> [Directions]
Copy out the part of the records below that opens with the line containing "Detection task: locate every brown" and runs through the end of the records, requests included, and shift each bounding-box coordinate in the answers up by 21 while leaving the requests and their format samples unchanged. Give only that part.

> [Exercise input]
+---+

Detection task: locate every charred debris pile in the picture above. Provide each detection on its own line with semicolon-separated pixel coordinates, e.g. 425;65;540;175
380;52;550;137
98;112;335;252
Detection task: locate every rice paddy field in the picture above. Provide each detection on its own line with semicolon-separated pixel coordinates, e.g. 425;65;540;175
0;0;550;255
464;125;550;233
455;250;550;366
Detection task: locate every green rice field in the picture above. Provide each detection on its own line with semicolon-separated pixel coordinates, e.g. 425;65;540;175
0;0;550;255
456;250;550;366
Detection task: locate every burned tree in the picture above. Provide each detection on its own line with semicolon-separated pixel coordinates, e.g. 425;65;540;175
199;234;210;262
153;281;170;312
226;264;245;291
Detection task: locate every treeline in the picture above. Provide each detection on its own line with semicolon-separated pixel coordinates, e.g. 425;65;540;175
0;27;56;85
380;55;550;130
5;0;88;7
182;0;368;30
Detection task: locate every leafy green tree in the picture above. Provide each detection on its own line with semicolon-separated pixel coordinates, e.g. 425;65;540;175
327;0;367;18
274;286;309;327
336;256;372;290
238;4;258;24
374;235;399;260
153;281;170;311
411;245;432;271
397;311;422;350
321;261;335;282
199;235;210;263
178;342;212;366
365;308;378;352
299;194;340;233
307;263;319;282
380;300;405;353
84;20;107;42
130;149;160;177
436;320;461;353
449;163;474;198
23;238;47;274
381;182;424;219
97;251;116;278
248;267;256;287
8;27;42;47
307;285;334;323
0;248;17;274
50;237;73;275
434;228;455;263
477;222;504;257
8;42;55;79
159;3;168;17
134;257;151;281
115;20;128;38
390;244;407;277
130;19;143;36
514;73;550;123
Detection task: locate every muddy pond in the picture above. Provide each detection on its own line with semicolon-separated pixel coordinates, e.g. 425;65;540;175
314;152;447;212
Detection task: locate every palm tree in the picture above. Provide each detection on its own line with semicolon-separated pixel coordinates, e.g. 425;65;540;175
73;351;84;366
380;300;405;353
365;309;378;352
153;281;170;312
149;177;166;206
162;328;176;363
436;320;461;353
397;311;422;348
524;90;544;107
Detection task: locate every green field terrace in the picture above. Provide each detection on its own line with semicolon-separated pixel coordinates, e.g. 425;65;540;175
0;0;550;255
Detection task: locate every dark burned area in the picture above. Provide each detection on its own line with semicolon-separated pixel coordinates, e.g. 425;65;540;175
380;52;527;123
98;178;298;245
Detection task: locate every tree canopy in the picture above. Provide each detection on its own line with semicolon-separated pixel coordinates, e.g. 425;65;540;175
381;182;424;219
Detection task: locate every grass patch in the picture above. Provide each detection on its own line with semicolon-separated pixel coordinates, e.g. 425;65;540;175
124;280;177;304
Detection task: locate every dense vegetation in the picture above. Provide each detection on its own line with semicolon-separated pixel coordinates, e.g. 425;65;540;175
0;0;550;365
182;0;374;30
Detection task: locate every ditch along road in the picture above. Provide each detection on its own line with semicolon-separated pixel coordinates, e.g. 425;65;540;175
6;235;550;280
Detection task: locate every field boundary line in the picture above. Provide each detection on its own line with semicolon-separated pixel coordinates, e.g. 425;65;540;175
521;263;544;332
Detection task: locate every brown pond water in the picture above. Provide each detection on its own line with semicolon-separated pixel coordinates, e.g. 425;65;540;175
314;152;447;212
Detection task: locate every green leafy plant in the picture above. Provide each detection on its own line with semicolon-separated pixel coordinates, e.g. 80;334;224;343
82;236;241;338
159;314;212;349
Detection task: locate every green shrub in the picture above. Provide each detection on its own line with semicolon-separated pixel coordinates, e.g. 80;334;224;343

+---+

> [Worked answer]
Detection task: locate every brown pond water in the picture above. Provide each detection on its own line with semicolon-separated pixel coordinates, e.g. 425;65;540;175
335;173;468;233
Detection task: locate every green leafy plant in the picture above. Provide each detection on its own line with semicolon-separated pixel coordinates, e.g. 80;334;224;343
103;257;262;359
180;335;233;370
Detection task: locate every green shrub in the picture above. Provide each detection on its own line with semicolon-separated pixel coordinates, e.g. 80;334;224;343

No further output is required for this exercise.